> _Directions for this task_
Please go through the data below and swap "integer pixel coordinates" for "whole-number pixel coordinates" wherever it appears, keeping everything else unchanged. Leave the pictures out of your output.

(Entries from a point annotation set)
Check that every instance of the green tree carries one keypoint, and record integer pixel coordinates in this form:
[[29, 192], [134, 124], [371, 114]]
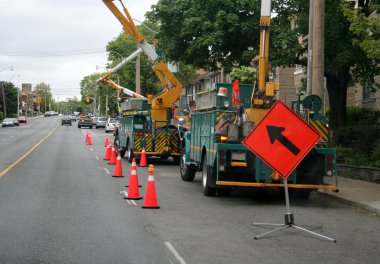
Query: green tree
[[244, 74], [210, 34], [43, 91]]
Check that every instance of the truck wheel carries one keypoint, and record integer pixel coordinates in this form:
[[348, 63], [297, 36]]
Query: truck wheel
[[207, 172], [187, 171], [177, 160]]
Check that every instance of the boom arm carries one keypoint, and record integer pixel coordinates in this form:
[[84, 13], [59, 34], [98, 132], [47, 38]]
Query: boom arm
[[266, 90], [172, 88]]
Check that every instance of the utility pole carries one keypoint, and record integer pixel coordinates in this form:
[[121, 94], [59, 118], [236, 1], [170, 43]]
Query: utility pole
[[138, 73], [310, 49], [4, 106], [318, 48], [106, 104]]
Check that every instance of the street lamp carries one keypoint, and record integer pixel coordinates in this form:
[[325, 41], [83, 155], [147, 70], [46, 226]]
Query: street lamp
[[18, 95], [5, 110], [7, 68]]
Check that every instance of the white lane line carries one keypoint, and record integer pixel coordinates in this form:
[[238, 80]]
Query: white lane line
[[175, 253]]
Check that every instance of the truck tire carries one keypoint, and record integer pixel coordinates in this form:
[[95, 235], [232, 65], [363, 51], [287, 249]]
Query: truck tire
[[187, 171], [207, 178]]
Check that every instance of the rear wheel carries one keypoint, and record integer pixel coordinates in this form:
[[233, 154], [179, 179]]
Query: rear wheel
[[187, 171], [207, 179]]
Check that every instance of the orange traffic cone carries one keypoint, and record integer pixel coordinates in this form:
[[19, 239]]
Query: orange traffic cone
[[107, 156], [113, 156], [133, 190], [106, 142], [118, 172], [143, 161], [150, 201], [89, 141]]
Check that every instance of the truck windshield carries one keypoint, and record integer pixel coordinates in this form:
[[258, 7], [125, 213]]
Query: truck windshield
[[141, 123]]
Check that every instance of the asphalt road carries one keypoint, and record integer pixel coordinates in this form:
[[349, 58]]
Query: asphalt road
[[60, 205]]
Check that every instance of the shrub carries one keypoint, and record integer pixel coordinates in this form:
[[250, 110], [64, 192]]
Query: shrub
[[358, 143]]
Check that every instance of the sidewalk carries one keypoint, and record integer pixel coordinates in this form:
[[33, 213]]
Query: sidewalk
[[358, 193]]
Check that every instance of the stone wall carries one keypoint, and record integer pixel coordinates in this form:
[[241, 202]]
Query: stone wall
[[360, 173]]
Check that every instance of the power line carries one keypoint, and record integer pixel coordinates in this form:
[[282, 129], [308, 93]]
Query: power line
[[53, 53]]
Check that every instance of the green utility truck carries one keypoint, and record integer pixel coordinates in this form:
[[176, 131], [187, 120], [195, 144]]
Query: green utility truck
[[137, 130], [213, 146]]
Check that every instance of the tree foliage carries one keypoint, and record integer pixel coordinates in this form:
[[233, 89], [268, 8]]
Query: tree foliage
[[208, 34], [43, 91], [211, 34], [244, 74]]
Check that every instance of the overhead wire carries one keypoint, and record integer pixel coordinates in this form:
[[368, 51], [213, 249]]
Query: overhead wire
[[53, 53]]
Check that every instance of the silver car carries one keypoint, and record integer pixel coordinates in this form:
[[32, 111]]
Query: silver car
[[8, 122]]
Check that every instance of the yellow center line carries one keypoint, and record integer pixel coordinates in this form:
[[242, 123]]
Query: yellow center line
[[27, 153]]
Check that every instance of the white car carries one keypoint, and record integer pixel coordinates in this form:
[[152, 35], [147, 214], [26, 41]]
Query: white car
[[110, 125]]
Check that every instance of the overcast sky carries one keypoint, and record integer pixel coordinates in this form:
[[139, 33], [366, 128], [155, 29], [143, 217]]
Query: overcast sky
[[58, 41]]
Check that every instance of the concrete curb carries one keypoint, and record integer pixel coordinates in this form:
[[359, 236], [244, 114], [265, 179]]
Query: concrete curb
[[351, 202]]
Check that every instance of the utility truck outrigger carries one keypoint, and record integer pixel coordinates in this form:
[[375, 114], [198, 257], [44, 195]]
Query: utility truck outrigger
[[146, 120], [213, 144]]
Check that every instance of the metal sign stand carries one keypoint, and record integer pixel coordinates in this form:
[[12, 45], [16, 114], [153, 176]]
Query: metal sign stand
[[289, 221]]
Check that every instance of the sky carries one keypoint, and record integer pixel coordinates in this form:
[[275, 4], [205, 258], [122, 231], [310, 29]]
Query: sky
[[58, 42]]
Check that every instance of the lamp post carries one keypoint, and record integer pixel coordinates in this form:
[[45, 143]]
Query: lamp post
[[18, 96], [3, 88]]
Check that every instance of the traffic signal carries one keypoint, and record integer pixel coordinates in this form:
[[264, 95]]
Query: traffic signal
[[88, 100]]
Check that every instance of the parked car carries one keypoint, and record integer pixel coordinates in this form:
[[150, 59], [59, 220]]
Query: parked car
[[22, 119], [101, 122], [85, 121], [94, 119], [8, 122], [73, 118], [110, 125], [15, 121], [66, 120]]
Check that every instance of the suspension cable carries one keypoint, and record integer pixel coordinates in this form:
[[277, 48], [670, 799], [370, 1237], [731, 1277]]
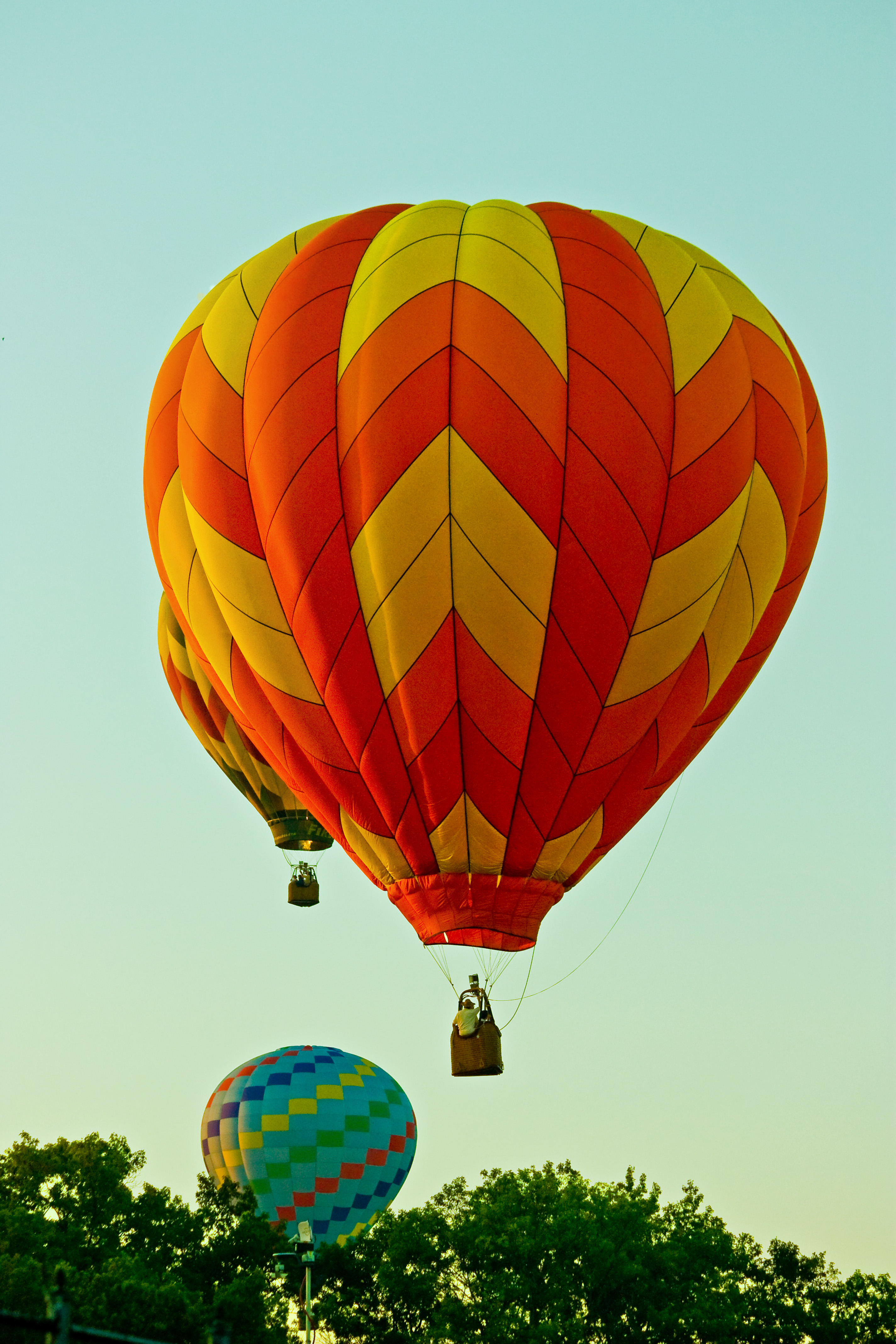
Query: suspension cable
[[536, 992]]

> _Written answer_
Check that every instance of the green tree carries one keypoint, and record whole-number pixel coordinates in this form:
[[29, 192], [134, 124], [371, 114]]
Query: green tree
[[244, 74], [210, 34], [43, 91]]
Check that every instance of the truck wheel carries one keypoint, and record whole-number pixel coordinates in this form:
[[348, 63], [297, 36]]
Query: truck wheel
[[207, 172], [187, 171], [177, 160]]
Check that every instance of the boom arm carries one keypoint, and record whole-number pixel coordinates in this form:
[[84, 13], [59, 34], [98, 132], [47, 38]]
Query: boom arm
[[266, 90], [172, 88]]
Check that every instance of the utility pole carries one keypoint, and record whole-number pixel coordinates in this form:
[[121, 94], [59, 118], [236, 1], [170, 43]]
Query: utility pole
[[138, 73], [310, 49], [4, 106], [318, 48], [106, 104]]
Check that every instance of the street lamp carries one keypoint, and record whole-number pixel coordinates in this form:
[[325, 41], [83, 155], [147, 70], [46, 226]]
Query: street lamp
[[18, 95], [5, 110], [7, 68]]
Check that every instance of the white lane line carries one keypoint, and record whole-number pixel coordinates in this form:
[[238, 80]]
Query: white lane line
[[175, 253]]
Check that every instance of the truck tire carries one keypoint, and record whole-number pixel coordinates in this form:
[[95, 235], [232, 65], [363, 51], [287, 249]]
Query: truck tire
[[187, 171], [207, 178]]
Check that every instance of the rear wheel carries one keypoint, and record whole-number pixel coordinates in this form:
[[233, 154], [179, 179]]
Query: rear wheel
[[187, 171], [207, 179]]
Check that every instance of the orange traffic cone carries one keypoint, and record whole-number pixel coordinates in this form:
[[19, 239]]
Query: orange traffic cone
[[107, 156], [113, 156], [133, 190], [106, 142], [118, 172], [143, 161], [150, 201], [89, 141]]
Check that every instance of the truck windshield carries one keypoint, and record whole-number pixel coordinates in this form:
[[258, 7], [125, 213]]
Query: truck windshield
[[141, 123]]
Check that every instance of the asphalt road carries one keypoint, and record whole-number pixel coordinates in this form:
[[349, 58]]
Query: asphalt road
[[60, 205]]
Check that every instance of the shrub carries one keypoint, and record whole-number pixel coordinates in this form:
[[250, 110], [64, 192]]
Query: shrub
[[358, 143]]
Check that every instance of the sidewalk carries one keypoint, and record whole-number pixel coordinates in this form:
[[33, 213]]
Query: sidewalk
[[358, 193]]
Check that every instance of the stone wall carries one keypoint, and record whole-number pixel coordinates in this form:
[[241, 202]]
Query: stone wall
[[360, 173]]
Check that every instance of the power line carries one keypoint, and record whole-number pixel coordinates in this form:
[[282, 129], [308, 93]]
Query: power line
[[53, 53]]
Check that every instance of the green utility truck carries one keypoint, and record whole-number pixel coordinates in this form:
[[176, 131], [187, 120], [195, 144]]
Query: green utility truck
[[137, 130], [213, 146]]
Check that every instance of the tree foliage carries one keypoint, and record whole-number pixel coordinates in this form:
[[233, 89], [268, 8]]
Query: tree foliage
[[208, 34], [43, 91], [211, 34], [244, 74]]
Check that every instance of the overhead wire carries one keypoint, and record whole-number pixel coordinates in this form:
[[368, 51], [213, 249]]
Query: overhead wire
[[53, 53]]
Check that every instance of the silver car carries one keypoint, and record whole-number pixel coordinates in this form:
[[32, 111]]
Query: silver car
[[8, 122]]
Check that every instance of the yellow center line carries one keypoint, and record whole-number pixel coordinates in this form:
[[242, 123]]
Query: yellow center line
[[27, 153]]
Check that every instance of the white car carries one keypoint, and record whole-number pixel coordinates in this form:
[[152, 35], [147, 214], [26, 41]]
Query: white car
[[110, 125]]
Check that every instance of the overcast sky carries one keypoint, and record whole-number pixel coordinates in this form:
[[139, 33], [366, 128], [155, 29], [143, 217]]
Query: overcast sky
[[58, 41]]
Check that every instance of the concrete curb carries one keypoint, and record whole-number pixel coordinates in this form:
[[359, 236], [244, 114], [265, 179]]
Query: concrete curb
[[351, 202]]
Check that every instance of the utility truck outrigger carries one keypoint, and record whole-number pixel coordinates in this form:
[[375, 114], [198, 257], [44, 195]]
Query: utility truck outrigger
[[146, 120], [213, 144]]
Check that every instance of the metal sign stand carries one keypoint, and record whole-number pixel coordinates in this form:
[[12, 45], [16, 114], [153, 176]]
Query: metal sign stand
[[289, 221]]
Check that every instance of the sky carries one keypoint, and record whole-number pixel coordinates in this form:
[[275, 4], [205, 258], [122, 231], [310, 29]]
Query: sky
[[58, 42]]
Check that every instance of the lamp post carries one keypoint, and record whole-number pixel coordinates in this form:
[[45, 143]]
Query: lamp post
[[18, 96], [3, 88]]
Check that every instance of the traffic signal carries one keypoint, and record whole-number pixel coordinates in this form:
[[264, 95]]
Query: traffic signal
[[88, 100]]
Check that every instance of the parked car carries one keypoint, and record whole-number pixel coordinates in this form:
[[150, 59], [59, 220]]
Query: parked car
[[22, 119], [101, 122], [85, 121], [94, 119], [8, 122], [73, 118], [110, 125], [15, 121], [66, 120]]
Check that every instance of the suspension cable carries one keypoint, and record whole-number pixel coordinates in this form:
[[277, 48], [670, 799], [370, 1237], [731, 1277]]
Query: suspension cable
[[536, 992]]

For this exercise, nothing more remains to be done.